Starting with the line that contains "Practice step: locate the car", reproduce each line through the end of the listing below, with no other output.

• **TASK MATERIAL**:
— START —

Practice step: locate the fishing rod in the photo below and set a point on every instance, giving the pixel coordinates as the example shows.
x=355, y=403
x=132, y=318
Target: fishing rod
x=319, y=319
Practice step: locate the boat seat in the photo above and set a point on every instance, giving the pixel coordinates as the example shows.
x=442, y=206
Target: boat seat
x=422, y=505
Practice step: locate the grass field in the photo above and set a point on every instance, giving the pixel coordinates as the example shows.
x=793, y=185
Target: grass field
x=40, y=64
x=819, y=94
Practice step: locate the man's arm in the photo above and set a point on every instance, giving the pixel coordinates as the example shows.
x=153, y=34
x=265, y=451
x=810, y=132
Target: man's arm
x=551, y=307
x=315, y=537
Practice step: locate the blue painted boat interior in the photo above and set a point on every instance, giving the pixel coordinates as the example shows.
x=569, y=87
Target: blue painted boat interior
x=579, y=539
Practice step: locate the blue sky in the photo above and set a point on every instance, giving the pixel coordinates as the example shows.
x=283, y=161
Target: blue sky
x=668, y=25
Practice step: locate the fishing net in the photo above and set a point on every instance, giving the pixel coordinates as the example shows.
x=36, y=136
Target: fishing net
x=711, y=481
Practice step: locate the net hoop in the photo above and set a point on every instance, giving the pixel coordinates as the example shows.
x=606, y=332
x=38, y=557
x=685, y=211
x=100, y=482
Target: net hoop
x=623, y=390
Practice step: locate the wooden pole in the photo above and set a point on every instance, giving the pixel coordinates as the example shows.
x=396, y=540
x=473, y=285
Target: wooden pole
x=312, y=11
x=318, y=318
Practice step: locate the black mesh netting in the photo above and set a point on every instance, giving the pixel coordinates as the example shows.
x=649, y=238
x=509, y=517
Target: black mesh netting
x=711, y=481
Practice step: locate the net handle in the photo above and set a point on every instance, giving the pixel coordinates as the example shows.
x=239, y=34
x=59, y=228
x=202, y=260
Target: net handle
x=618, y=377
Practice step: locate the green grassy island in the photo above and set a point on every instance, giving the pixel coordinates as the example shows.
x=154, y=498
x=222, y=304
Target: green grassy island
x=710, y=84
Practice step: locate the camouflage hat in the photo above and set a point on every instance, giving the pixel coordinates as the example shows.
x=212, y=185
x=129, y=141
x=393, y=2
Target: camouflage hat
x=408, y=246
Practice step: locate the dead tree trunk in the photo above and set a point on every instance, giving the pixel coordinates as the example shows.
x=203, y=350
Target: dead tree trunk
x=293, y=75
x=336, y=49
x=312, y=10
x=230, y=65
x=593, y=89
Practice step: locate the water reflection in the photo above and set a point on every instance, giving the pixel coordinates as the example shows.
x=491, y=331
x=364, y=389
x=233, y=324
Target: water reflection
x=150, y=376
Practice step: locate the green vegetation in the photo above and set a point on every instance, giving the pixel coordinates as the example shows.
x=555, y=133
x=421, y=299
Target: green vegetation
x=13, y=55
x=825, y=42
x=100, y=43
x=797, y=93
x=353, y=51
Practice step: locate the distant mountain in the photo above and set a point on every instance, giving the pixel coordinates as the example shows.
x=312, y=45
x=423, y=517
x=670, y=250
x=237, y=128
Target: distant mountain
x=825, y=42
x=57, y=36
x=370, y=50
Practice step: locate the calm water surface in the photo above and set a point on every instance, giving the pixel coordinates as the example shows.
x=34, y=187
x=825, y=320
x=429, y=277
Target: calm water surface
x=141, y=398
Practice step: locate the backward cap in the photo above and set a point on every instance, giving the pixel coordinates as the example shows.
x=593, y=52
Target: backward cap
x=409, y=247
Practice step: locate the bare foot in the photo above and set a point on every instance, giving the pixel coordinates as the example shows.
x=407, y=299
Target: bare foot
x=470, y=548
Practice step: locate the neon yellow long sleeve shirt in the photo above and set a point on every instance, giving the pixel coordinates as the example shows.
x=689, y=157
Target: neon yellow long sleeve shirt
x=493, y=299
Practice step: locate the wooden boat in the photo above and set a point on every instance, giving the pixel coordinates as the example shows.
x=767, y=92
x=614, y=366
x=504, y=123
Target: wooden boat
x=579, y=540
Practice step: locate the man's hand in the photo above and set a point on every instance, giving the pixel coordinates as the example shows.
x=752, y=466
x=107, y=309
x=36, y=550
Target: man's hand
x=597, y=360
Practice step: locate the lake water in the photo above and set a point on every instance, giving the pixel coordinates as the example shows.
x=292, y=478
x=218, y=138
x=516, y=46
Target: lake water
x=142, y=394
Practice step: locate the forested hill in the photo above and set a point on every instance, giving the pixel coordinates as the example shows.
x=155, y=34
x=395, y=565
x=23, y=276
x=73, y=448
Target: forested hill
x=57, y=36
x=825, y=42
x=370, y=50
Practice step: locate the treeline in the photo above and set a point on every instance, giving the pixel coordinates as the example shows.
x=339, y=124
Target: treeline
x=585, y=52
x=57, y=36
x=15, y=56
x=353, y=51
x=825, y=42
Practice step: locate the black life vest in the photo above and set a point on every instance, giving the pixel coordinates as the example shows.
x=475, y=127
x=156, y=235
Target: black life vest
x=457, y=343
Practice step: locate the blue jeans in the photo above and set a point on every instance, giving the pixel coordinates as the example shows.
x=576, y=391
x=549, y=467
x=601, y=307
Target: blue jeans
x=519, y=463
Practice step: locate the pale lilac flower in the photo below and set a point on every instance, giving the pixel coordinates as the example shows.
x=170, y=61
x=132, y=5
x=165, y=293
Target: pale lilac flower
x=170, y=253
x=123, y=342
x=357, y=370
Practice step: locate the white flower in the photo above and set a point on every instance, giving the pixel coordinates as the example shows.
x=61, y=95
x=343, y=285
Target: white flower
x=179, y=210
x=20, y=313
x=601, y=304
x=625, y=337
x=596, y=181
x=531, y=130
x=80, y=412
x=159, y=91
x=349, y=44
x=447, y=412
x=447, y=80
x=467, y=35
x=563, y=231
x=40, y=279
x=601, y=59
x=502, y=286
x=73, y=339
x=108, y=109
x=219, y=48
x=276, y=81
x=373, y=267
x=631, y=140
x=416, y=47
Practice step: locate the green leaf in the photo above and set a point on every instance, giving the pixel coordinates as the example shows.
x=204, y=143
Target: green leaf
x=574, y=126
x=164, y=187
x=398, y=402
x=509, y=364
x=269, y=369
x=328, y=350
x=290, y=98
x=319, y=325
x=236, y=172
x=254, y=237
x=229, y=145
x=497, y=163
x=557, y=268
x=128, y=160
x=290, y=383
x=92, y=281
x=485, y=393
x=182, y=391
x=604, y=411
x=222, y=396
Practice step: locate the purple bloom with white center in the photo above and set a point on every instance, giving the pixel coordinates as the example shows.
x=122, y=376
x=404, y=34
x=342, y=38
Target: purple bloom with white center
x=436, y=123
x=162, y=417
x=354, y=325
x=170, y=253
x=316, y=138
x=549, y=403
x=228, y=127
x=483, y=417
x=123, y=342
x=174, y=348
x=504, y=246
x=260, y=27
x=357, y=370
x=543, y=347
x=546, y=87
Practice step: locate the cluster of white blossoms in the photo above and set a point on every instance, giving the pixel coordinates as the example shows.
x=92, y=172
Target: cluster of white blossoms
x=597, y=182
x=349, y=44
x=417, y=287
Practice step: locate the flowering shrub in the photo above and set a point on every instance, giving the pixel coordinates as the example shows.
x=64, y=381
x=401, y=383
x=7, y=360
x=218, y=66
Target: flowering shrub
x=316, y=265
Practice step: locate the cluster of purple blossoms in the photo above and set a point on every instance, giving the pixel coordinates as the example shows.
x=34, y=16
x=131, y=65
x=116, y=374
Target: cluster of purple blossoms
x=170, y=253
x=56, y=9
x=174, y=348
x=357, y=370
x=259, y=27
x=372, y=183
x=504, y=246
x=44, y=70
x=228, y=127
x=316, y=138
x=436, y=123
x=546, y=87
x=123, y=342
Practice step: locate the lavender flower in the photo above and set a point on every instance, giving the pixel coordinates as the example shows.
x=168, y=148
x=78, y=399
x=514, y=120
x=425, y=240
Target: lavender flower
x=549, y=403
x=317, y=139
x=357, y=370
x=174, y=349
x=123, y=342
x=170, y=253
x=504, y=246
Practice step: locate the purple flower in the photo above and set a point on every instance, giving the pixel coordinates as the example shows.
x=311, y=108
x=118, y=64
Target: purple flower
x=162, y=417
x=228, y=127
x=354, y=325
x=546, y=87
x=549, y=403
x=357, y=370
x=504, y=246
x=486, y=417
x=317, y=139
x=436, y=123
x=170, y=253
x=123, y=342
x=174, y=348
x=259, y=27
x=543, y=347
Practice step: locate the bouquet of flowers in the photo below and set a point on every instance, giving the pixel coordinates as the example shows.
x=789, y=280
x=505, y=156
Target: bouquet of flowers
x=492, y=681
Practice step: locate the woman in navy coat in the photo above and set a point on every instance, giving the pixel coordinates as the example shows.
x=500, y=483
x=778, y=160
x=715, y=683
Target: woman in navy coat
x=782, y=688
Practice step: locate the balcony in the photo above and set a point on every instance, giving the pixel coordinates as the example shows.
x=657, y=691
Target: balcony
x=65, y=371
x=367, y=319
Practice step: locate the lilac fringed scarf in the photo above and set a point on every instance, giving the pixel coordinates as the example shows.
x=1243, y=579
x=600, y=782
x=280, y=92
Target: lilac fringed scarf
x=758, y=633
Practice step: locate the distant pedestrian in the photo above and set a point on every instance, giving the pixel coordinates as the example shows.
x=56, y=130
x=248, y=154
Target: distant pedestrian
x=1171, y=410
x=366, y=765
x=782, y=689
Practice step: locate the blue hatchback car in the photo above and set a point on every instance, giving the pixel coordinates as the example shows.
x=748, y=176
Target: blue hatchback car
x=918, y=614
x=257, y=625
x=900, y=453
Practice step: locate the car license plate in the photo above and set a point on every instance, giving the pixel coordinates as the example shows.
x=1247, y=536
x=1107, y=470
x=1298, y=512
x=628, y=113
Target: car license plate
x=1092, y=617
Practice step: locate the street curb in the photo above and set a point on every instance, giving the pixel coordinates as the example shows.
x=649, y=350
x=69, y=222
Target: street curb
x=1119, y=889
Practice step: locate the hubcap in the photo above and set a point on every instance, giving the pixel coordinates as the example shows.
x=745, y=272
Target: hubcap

— END —

• **OUTPUT BELOW**:
Practice step: locate the car license plate in the photo above and set a point on every instance, giving the pixel coordinates as the example shows.
x=1247, y=536
x=1107, y=470
x=1298, y=512
x=628, y=113
Target: car license plate
x=1092, y=617
Practice step: locate the street curb in the photo above and set a point on every instance, giving the pixel coordinates as the example shows.
x=649, y=350
x=69, y=222
Target: street curb
x=1119, y=889
Practice step: locate the hubcap in the photo above and set a point on every instance, giving the pixel coordinates as the example shows.
x=745, y=272
Target: hubcap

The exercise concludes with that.